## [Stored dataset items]
## BEGIN

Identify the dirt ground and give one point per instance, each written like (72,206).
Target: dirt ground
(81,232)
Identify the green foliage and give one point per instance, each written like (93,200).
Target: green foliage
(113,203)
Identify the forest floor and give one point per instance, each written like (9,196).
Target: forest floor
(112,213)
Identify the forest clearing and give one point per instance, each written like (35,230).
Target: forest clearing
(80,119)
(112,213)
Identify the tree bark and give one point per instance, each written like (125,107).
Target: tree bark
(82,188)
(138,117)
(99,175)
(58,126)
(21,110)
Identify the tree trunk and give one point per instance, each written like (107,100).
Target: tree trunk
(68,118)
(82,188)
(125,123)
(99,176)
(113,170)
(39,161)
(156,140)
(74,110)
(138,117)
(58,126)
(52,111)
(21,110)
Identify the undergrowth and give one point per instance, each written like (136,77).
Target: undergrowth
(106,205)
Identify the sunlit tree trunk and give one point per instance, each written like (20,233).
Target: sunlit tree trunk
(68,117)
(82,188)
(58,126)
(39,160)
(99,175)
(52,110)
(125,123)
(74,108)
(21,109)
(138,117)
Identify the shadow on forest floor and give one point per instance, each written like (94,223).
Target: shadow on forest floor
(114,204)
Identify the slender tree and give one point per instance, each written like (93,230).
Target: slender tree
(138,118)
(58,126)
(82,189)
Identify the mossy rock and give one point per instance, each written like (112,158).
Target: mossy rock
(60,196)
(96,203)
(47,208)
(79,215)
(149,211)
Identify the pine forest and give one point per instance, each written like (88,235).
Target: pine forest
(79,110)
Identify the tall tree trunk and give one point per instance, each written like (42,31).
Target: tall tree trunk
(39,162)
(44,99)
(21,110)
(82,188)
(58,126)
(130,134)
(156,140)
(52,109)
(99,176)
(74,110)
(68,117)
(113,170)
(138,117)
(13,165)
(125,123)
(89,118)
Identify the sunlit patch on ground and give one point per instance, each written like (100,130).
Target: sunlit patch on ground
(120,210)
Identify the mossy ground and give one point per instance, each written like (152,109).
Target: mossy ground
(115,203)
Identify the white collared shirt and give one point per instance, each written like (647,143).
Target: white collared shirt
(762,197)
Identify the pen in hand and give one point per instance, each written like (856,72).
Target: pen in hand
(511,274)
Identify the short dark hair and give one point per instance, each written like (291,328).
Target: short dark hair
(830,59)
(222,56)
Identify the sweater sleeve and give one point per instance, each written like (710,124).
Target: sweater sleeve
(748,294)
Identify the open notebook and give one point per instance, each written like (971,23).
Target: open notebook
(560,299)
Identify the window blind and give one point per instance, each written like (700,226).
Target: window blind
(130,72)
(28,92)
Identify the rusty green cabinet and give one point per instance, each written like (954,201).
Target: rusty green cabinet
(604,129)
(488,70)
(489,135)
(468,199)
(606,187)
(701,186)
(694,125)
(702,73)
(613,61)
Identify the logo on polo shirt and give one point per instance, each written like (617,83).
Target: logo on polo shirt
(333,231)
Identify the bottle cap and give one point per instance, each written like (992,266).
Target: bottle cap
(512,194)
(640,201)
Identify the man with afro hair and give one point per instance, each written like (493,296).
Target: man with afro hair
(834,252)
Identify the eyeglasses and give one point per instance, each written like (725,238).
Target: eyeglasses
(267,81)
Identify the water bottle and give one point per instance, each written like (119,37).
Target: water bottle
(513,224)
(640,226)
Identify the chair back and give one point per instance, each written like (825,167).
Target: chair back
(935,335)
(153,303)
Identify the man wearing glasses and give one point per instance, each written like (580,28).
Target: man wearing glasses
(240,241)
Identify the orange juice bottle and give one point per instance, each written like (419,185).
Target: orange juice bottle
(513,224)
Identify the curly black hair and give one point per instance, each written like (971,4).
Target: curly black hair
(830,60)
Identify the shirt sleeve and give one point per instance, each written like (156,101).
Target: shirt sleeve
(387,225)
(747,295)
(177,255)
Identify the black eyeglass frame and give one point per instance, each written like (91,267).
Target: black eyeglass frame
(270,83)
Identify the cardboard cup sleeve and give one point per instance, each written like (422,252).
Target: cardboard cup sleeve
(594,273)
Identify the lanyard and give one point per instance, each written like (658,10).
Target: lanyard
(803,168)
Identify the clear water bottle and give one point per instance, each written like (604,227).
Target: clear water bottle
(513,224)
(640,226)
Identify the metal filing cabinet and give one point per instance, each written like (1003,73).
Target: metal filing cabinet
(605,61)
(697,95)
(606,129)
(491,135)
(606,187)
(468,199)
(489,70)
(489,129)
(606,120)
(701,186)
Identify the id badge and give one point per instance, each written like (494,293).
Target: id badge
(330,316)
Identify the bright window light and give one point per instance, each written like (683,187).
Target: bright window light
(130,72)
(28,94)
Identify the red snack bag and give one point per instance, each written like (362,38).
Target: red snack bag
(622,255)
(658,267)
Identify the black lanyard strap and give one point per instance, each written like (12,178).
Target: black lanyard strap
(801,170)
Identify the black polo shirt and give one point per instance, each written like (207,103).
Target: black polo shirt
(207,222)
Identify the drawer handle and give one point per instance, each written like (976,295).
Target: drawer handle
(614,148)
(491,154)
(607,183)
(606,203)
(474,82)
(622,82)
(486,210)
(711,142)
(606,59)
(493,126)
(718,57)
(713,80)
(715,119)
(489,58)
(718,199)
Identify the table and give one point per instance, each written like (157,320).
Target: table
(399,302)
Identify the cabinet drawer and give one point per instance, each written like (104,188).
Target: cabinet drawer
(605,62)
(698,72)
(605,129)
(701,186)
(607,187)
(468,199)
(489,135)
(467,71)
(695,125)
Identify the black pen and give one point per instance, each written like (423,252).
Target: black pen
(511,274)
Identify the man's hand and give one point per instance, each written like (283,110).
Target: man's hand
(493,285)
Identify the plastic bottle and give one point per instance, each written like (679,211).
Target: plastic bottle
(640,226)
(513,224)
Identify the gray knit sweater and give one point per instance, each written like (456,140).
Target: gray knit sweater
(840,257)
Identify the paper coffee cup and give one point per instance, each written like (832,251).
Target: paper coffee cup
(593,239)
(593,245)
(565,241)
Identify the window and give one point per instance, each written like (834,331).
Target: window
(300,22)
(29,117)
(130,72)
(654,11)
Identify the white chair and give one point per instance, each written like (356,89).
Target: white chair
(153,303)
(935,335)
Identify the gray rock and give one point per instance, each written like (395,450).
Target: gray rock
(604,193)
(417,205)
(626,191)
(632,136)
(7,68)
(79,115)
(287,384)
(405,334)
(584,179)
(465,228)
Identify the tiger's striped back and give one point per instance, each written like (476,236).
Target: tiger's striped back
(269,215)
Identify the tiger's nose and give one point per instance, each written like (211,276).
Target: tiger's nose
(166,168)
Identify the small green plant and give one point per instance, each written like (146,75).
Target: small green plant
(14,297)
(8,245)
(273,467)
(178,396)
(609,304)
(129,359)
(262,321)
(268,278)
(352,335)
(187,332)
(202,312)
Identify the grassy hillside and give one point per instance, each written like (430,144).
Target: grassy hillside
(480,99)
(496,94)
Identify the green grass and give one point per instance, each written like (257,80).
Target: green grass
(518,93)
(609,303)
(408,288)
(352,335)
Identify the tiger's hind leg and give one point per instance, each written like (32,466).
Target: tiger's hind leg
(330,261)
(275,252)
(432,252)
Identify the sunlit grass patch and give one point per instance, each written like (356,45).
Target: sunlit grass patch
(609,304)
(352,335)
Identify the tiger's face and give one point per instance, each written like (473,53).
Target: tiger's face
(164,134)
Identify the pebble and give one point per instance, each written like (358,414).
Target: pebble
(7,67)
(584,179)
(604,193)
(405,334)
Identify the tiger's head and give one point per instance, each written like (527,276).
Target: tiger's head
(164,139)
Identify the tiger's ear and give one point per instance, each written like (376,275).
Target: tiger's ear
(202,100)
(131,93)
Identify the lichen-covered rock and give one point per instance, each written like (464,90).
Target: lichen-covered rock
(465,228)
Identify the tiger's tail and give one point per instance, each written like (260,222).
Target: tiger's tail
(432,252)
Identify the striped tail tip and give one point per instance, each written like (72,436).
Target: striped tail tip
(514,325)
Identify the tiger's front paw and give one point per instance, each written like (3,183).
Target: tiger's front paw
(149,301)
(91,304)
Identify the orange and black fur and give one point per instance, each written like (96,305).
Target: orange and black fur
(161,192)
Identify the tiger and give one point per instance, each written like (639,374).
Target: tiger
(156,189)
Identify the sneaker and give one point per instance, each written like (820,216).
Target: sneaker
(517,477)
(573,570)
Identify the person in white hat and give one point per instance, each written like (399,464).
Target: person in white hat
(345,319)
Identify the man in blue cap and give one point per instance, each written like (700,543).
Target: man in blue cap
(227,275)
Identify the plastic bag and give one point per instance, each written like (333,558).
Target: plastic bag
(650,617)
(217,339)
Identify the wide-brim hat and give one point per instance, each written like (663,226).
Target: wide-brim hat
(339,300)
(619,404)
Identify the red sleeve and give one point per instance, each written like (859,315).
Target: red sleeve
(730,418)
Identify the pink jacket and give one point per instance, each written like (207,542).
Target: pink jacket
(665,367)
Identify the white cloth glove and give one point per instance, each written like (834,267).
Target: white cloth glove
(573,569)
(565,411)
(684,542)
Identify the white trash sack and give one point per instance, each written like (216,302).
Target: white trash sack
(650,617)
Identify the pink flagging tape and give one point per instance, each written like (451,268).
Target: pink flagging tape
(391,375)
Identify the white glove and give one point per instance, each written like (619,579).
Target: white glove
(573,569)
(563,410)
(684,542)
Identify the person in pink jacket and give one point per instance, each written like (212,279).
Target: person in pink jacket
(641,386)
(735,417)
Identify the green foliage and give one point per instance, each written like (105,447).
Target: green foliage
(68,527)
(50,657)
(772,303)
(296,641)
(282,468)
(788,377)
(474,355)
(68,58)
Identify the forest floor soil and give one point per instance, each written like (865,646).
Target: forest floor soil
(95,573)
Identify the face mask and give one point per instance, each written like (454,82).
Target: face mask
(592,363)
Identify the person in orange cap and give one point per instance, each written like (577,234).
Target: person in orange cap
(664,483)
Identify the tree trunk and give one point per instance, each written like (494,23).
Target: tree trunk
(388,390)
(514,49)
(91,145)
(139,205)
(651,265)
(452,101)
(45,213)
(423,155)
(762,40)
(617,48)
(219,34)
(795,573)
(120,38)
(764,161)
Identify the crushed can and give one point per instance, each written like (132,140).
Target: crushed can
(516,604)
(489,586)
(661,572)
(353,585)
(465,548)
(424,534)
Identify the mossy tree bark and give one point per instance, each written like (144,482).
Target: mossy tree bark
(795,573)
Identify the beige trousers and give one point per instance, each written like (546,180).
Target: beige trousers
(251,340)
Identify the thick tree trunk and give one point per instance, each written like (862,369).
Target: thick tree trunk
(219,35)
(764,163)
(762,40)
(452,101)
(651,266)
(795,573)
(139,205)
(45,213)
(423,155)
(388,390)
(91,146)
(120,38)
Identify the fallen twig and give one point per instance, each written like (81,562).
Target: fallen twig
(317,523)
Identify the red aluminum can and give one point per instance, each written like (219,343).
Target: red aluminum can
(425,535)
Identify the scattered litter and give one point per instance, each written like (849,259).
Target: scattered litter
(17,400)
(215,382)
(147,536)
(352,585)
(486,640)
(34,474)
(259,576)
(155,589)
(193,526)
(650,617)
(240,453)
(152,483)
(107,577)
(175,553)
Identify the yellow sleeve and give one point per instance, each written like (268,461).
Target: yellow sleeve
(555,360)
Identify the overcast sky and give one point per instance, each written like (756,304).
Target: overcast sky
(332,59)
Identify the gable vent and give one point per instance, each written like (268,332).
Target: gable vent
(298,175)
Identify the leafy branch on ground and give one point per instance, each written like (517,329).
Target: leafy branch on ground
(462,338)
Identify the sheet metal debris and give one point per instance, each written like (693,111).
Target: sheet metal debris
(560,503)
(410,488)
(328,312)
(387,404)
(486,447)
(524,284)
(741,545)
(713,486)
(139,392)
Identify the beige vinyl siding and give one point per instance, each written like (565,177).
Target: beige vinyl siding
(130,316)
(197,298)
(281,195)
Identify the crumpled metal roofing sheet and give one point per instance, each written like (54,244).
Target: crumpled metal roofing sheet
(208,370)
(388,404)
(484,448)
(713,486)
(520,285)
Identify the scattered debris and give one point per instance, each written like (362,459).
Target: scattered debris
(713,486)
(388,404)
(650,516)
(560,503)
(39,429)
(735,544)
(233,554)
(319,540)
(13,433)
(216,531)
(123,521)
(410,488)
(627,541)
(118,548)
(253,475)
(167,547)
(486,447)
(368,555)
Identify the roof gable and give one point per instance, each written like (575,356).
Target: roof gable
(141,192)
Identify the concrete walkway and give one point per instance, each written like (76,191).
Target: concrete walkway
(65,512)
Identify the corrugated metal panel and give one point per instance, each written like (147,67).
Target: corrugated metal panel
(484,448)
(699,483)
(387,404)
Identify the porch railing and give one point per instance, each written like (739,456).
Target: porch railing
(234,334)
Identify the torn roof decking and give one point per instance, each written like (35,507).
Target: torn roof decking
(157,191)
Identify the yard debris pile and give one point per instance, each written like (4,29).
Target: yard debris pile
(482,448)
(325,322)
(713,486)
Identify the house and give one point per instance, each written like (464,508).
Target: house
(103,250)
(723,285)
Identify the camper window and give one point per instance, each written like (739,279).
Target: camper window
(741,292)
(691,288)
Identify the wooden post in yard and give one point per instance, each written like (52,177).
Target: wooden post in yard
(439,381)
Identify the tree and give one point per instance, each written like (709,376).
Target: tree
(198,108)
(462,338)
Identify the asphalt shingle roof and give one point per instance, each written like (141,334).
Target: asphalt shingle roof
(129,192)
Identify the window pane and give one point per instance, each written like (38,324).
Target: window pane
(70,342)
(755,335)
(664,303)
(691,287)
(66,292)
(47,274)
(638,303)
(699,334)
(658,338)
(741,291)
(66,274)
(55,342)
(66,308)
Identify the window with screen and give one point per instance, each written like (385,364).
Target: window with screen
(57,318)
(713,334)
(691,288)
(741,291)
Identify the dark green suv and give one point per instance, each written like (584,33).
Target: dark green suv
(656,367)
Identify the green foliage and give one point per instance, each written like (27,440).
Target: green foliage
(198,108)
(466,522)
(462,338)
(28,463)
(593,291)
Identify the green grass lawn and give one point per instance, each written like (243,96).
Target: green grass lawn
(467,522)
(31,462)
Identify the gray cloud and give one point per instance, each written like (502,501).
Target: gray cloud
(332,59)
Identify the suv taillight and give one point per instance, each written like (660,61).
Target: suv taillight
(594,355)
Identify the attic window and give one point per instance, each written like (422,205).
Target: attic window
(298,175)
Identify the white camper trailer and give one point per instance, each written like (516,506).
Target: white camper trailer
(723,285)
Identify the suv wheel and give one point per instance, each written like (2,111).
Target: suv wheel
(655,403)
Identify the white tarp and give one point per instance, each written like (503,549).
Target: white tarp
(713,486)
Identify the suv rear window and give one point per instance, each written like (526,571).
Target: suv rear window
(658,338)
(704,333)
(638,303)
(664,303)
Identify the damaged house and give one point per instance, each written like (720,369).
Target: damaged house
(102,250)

## END

## [Exercise task]
Write out the data again from the line holding "Identify the green grass lawn" through the end, inclusive, substituting "sport utility vehicle" for every "suv" and changing nothing else.

## [Task answer]
Identify the green grass lawn and give one point per instance, each written like (243,96).
Target: green grass lawn
(467,522)
(31,462)
Identify the gray cloud and give one point per instance, each written like (502,501).
Target: gray cloud
(332,59)
Identify the sport utility vehicle taillight and give one point per instance, each written like (660,61).
Target: sport utility vehicle taillight
(594,355)
Identify the attic window and give one point per instance, each written like (422,205).
Target: attic window
(298,175)
Identify the white camper trailer and give one point per instance, each written like (516,506).
Target: white camper trailer
(723,285)
Identify the sport utility vehicle wheel and give one point per instance, each written like (2,111).
Target: sport utility vehicle wheel
(655,403)
Identify the white tarp and give one point per instance, each written like (503,549).
Target: white tarp
(713,486)
Identify the sport utility vehicle rear window and give one point per instance, each written like (526,571).
Target: sport utility vehicle rear window
(658,338)
(704,333)
(638,303)
(664,303)
Identify the damaged house and give one point per instance, each written like (720,369).
Target: damaged house
(102,250)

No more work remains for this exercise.